How to complete this task: Within the records, find every line that includes the word "Would" and copy it.

Extracted data:
__________________________________________________

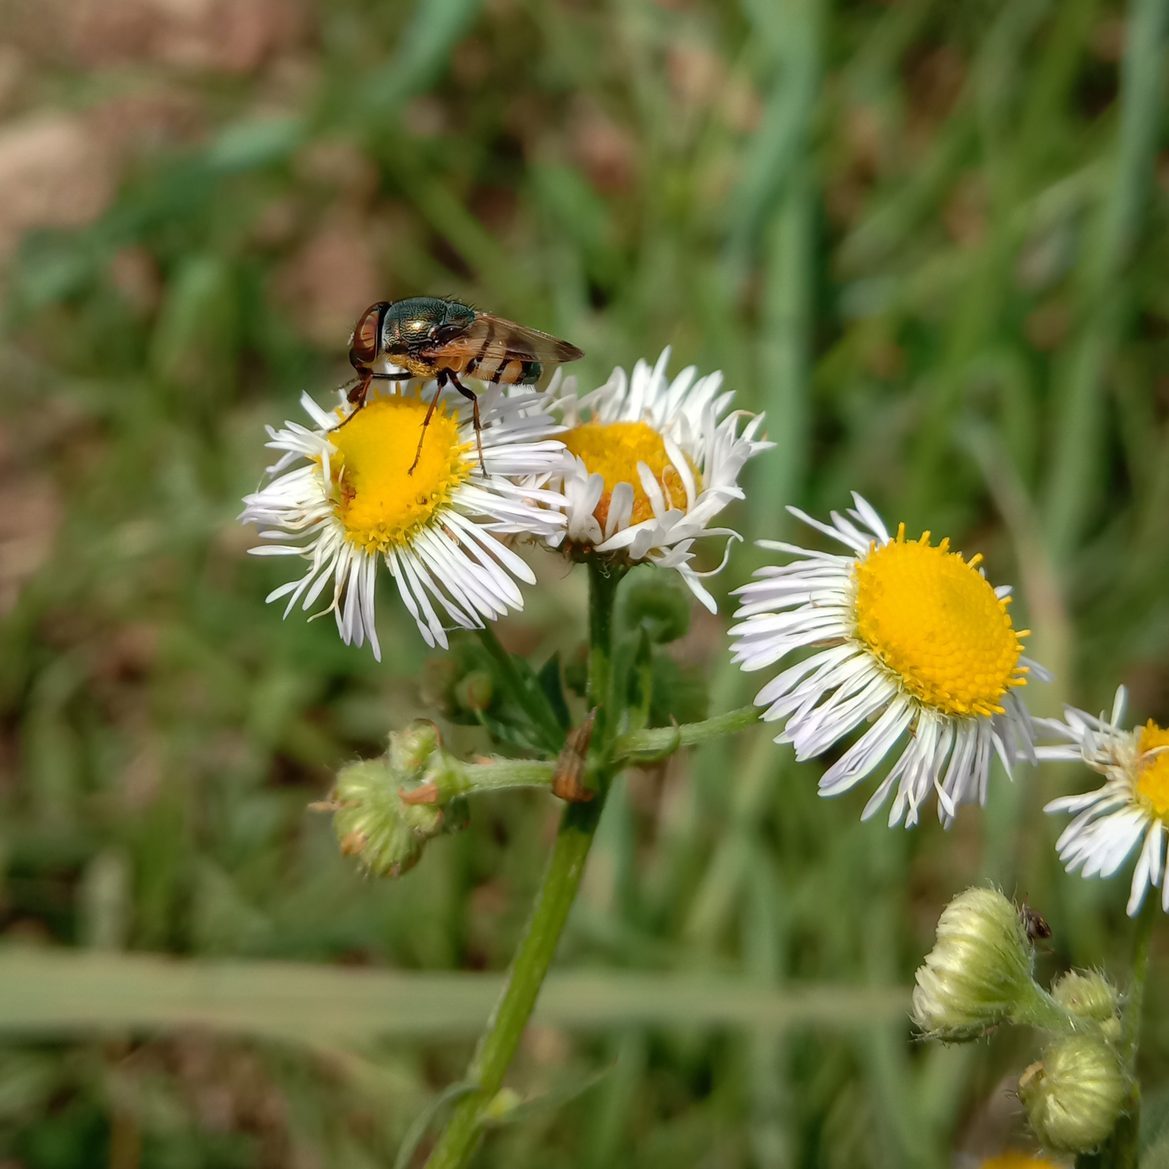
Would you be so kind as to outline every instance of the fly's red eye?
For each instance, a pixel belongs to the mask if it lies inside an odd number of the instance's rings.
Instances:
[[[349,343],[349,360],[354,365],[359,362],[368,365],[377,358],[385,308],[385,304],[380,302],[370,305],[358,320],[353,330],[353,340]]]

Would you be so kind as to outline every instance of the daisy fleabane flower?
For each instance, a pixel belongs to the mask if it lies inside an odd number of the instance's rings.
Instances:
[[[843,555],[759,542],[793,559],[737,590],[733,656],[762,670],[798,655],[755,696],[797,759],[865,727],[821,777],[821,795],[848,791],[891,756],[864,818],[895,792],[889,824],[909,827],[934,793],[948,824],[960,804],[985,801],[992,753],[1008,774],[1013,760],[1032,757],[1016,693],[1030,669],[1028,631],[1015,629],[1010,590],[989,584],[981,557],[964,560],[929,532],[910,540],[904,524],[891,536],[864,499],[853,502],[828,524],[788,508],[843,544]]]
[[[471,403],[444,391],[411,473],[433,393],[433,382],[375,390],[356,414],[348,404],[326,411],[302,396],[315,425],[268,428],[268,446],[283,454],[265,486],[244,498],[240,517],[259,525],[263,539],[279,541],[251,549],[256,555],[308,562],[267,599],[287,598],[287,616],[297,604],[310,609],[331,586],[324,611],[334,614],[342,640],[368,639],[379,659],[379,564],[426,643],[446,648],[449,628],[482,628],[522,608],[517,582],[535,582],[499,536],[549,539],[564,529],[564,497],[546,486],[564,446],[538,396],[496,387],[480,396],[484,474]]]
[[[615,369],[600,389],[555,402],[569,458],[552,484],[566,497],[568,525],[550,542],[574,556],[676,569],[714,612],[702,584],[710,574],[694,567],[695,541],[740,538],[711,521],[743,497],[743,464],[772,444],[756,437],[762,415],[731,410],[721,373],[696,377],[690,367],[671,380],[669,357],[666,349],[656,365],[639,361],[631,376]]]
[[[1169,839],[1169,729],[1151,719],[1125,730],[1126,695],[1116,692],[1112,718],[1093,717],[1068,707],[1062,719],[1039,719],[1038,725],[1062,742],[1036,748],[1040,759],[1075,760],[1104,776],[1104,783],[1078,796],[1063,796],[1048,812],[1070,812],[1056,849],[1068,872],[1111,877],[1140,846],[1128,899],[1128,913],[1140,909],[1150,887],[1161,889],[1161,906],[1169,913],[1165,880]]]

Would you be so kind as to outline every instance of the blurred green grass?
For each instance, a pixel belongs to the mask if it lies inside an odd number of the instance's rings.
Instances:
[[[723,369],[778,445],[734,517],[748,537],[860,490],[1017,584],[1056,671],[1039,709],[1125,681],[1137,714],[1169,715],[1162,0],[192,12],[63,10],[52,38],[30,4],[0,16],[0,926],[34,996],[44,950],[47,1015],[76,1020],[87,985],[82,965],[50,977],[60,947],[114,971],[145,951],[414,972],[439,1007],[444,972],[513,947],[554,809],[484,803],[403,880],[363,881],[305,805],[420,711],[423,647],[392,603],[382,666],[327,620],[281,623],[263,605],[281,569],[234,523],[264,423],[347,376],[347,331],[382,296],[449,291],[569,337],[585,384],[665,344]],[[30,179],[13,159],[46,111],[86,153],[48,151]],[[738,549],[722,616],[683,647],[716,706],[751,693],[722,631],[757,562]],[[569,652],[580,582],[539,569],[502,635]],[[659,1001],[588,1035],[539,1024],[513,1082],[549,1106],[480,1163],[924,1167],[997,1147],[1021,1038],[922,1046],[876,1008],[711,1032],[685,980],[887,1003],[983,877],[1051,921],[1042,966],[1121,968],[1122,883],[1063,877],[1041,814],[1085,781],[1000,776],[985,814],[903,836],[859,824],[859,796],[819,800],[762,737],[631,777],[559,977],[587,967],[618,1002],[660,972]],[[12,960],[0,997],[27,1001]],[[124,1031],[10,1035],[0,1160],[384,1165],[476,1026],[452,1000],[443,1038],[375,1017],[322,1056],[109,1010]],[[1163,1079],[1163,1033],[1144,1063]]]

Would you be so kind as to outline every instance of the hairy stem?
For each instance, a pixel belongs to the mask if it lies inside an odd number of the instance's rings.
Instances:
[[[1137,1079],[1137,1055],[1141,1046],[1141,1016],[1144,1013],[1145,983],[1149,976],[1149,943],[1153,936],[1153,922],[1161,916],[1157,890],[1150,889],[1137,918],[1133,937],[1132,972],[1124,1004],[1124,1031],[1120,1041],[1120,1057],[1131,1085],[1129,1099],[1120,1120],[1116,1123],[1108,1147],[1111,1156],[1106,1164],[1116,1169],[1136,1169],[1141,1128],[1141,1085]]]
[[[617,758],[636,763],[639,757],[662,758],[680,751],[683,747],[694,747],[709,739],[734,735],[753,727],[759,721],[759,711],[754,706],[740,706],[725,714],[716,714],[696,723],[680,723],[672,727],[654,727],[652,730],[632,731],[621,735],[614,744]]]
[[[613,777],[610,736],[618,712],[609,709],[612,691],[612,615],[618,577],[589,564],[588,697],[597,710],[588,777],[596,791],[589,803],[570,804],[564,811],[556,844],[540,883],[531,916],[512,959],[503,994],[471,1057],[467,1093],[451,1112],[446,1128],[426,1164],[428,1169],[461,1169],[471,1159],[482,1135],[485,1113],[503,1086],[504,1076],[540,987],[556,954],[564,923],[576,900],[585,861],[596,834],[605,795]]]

__________________________________________________

Result of this exercise:
Would you be so kind as to outline every instance of the fly's red eye?
Would you be so kind as to outline every instance of the daisy fleabane flower?
Would you be so kind as to outline every instance of the blurred green grass?
Would you be so kind as to outline every instance of the hairy stem?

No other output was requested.